● **Entries taken from a collection**:

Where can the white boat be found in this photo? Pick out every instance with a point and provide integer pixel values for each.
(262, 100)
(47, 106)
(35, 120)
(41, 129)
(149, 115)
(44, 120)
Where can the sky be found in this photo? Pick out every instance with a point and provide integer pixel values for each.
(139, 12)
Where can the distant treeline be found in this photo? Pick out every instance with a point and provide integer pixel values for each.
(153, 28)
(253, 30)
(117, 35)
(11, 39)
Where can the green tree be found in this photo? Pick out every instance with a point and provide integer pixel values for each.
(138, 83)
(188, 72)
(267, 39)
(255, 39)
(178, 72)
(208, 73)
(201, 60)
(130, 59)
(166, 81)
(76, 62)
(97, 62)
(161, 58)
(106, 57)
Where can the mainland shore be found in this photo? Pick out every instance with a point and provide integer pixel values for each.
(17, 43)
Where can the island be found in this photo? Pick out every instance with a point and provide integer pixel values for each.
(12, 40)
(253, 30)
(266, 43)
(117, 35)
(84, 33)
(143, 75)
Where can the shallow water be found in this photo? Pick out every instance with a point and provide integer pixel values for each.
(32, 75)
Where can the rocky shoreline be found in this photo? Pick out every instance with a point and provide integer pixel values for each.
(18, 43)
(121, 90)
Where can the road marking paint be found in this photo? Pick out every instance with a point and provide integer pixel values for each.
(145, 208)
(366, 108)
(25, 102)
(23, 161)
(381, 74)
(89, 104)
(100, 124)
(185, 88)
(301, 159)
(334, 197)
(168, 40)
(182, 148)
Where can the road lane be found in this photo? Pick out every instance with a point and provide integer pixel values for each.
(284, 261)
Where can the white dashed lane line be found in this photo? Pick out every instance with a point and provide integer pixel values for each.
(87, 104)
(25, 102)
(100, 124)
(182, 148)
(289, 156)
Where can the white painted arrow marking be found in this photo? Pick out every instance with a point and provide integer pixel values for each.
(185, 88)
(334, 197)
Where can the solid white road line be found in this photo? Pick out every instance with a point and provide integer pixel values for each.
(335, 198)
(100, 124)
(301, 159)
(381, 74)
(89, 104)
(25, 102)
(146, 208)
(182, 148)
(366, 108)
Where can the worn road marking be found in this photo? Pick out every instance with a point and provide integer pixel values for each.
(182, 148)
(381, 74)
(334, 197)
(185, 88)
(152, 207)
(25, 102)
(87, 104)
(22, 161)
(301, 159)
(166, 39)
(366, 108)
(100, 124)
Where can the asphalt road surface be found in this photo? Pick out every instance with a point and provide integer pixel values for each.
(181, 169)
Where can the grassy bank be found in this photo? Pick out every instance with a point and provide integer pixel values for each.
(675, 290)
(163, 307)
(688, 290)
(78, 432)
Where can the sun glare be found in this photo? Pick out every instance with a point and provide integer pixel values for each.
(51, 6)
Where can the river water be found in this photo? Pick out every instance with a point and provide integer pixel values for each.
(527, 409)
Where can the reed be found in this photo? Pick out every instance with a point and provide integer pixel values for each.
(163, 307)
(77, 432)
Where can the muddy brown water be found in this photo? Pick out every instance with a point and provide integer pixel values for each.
---
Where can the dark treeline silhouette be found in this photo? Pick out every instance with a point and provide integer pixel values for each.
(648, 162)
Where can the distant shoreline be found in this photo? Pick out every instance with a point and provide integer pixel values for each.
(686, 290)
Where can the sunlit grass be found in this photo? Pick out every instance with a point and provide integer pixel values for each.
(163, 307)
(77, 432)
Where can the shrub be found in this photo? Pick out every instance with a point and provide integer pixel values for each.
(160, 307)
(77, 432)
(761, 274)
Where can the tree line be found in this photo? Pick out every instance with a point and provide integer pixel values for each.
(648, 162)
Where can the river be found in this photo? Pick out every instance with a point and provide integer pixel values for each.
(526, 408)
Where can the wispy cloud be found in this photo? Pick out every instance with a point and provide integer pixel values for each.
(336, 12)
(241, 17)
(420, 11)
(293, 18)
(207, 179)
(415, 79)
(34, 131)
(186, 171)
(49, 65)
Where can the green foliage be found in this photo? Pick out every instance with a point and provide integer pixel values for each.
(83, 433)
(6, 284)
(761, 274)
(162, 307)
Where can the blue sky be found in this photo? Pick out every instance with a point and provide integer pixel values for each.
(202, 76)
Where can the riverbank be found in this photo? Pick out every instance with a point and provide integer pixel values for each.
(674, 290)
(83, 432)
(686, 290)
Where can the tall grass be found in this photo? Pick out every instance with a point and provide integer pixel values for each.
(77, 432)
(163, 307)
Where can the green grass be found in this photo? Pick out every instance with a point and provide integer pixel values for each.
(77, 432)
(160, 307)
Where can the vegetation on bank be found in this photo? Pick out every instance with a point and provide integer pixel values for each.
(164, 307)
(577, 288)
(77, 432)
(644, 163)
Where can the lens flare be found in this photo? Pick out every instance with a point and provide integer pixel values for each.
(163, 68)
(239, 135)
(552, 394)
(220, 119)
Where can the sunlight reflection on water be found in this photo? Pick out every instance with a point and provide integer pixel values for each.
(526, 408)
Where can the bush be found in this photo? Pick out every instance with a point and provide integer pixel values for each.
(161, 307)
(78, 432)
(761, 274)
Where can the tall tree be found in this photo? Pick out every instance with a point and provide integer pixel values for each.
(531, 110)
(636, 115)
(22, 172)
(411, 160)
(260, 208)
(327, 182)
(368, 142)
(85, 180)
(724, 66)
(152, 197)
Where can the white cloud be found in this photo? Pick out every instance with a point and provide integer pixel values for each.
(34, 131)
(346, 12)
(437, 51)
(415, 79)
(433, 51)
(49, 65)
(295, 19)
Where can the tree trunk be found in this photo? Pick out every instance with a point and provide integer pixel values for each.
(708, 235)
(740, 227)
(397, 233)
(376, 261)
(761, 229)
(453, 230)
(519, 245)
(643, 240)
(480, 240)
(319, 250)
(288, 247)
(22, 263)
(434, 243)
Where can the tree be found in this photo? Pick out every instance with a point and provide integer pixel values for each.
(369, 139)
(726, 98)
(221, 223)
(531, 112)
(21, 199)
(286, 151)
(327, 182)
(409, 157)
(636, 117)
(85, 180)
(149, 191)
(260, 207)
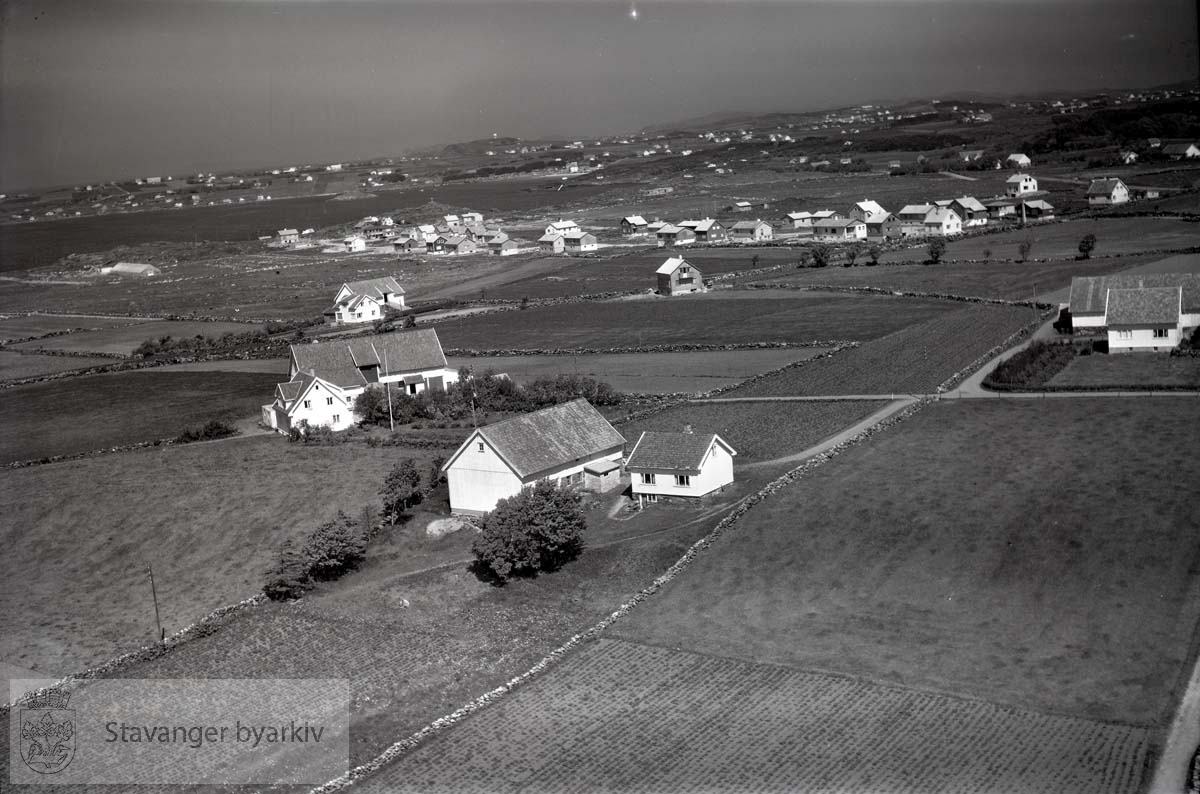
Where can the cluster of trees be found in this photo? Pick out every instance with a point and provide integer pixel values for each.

● **What is expected**: Can you copy out the rows starting at the line that contains "Where can the road marking" and ending at the line that contains "Where can the muddy", requests included, with every coordinate in the answers shifted up by 122?

● **Solution for this problem**:
Where can the road marking paint be found in this photo? Pick out every instance with a point and provide integer pixel values for each.
(267, 330)
(488, 230)
(147, 224)
(145, 283)
(503, 196)
(211, 226)
(222, 246)
(307, 210)
(423, 281)
(456, 319)
(290, 162)
(304, 270)
Where can the road lane be found in this photo? Pick out every instance with a point and provide integer pixel values for each.
(406, 383)
Where can the white dashed lane line be found in this photo? Pick out every instance with a point and provide integer pixel values for each.
(209, 226)
(147, 224)
(222, 246)
(304, 270)
(411, 278)
Where can the white painted arrow marking be found in this photo? Pick out every instance with a point and provide integer pixel values for each.
(307, 210)
(456, 319)
Where can the solid white road line be found in this photo? Pick out every instance with a point and provide integer pixel values for each.
(457, 320)
(222, 246)
(423, 281)
(503, 196)
(211, 226)
(147, 224)
(268, 330)
(304, 270)
(488, 230)
Where can the worn road marking be found in this photo? Pick out every instance with a point and provide integer pixel values for each.
(304, 270)
(503, 196)
(456, 319)
(307, 210)
(274, 329)
(147, 224)
(209, 226)
(144, 283)
(423, 281)
(288, 161)
(488, 230)
(222, 246)
Where can the asphalt road surface be found in this photo? Pick out every instance with a point and provide integer pixel values for each.
(303, 291)
Where can the grassy bank be found in this photo? Pick out every instance with a point and provide integer pixel values for each.
(797, 412)
(285, 429)
(810, 412)
(200, 554)
Where can the sun glare be found in this photo? Pick out every instance with a point and provide integer pixel values for each.
(173, 128)
Where can the river water be found in this photo? Pick out every instance with a point and provide integer pixel values for each.
(649, 531)
Where can the reed be found in this photo? Pick out every instance with a point and provide integer pixel values for each.
(285, 429)
(199, 554)
Where can the muddy brown water be found in this photo? Pick out every instance with a point and provide integer pixel values for each.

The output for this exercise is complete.